Point localization data
"""

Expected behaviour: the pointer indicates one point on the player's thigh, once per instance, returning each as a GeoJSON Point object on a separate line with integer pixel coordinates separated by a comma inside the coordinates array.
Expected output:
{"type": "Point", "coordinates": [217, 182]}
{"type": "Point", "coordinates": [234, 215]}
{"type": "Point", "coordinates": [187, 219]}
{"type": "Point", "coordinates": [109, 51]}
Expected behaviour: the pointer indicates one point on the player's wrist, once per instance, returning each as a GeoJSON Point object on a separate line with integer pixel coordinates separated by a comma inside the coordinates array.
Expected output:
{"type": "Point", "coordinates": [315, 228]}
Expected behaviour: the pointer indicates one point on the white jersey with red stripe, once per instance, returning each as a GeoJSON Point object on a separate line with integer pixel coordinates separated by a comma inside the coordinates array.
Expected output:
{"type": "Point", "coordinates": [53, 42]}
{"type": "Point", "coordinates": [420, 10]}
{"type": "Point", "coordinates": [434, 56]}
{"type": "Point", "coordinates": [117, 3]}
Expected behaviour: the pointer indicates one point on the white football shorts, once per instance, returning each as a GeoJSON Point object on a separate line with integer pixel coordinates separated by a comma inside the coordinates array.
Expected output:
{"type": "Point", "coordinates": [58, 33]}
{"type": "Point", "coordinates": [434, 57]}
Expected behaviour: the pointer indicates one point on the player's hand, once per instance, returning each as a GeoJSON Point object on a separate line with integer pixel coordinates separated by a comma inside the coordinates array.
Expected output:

"""

Assigned task: A complete, exact transcription of the data above is required.

Reply to the exercise:
Expected behaviour: the pointer indicates one point on the player's thigh, once per instance, returning each as a GeoJSON Point object on a separate line with integer pixel coordinates separated by a comma inside the coordinates array.
Expected output:
{"type": "Point", "coordinates": [217, 182]}
{"type": "Point", "coordinates": [234, 215]}
{"type": "Point", "coordinates": [187, 219]}
{"type": "Point", "coordinates": [109, 51]}
Expected behaviour: the pointer indicates one point on the player's wrist, once per instance, returning each as a GeoJSON Point object on a separate line with integer pixel coordinates separated by a comma inside the coordinates array.
Expected output:
{"type": "Point", "coordinates": [315, 228]}
Expected behaviour: the pointer indicates one point on the white jersey with red stripe, once per instance, returning each as a GeoJSON Point object on a separate line with integer pixel coordinates separated by a comma inside the coordinates array.
Expected output:
{"type": "Point", "coordinates": [53, 42]}
{"type": "Point", "coordinates": [420, 10]}
{"type": "Point", "coordinates": [434, 56]}
{"type": "Point", "coordinates": [117, 3]}
Expected behaviour: the pointer indicates one point on the white football shorts, once per instance, returning each as a GeoJSON Point object on a separate line with integer pixel coordinates separated by a comma inside the coordinates array.
Expected output:
{"type": "Point", "coordinates": [58, 33]}
{"type": "Point", "coordinates": [434, 57]}
Expected behaviour: the pointer indicates one point on the player's hand, once per instance, returning each as a GeoJSON Point object on a separate line with integer pixel coordinates separated by a comma inside the coordinates array.
Expected output:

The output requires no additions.